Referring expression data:
== Segment start ==

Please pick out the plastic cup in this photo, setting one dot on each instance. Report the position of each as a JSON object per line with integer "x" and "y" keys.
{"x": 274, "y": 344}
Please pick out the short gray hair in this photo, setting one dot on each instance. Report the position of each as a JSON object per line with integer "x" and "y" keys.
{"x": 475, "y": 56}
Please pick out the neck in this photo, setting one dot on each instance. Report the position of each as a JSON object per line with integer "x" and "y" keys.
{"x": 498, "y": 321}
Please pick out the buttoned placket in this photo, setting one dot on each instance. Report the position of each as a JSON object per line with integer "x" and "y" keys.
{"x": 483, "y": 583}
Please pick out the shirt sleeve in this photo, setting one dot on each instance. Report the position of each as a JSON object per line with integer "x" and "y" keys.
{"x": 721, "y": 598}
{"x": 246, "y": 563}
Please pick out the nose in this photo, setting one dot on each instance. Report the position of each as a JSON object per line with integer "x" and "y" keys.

== Segment end ==

→ Activity: All the records shown above need to be given again exactly.

→ Response box:
Please pick out the plastic cup in this photo, setting one dot on each instance. Report the position of each as a JSON object per line with integer "x" and "y" keys.
{"x": 274, "y": 344}
Please pick out the short gray hair in this photo, setting one dot on each instance. Report the position of each as a JSON object per line with integer "x" and "y" keys.
{"x": 475, "y": 56}
Please pick out the neck in this photo, setting one dot on each instance. Report the position of each as a JSON object per line with integer "x" and "y" keys.
{"x": 498, "y": 321}
Please pick out the buttoned placket in this photo, setting one dot on each instance. Report the position of each as a JSON object per line with integer "x" and "y" keys.
{"x": 483, "y": 583}
Please pick out the shirt sleeve in this photo, setting one dot on each instance. Report the position of each as a JSON object per line with integer "x" and "y" keys.
{"x": 721, "y": 598}
{"x": 246, "y": 563}
Please pick out the nose in this photo, setting one dot on each instance. Report the position of each as a JSON object per line with integer "x" and "y" keys.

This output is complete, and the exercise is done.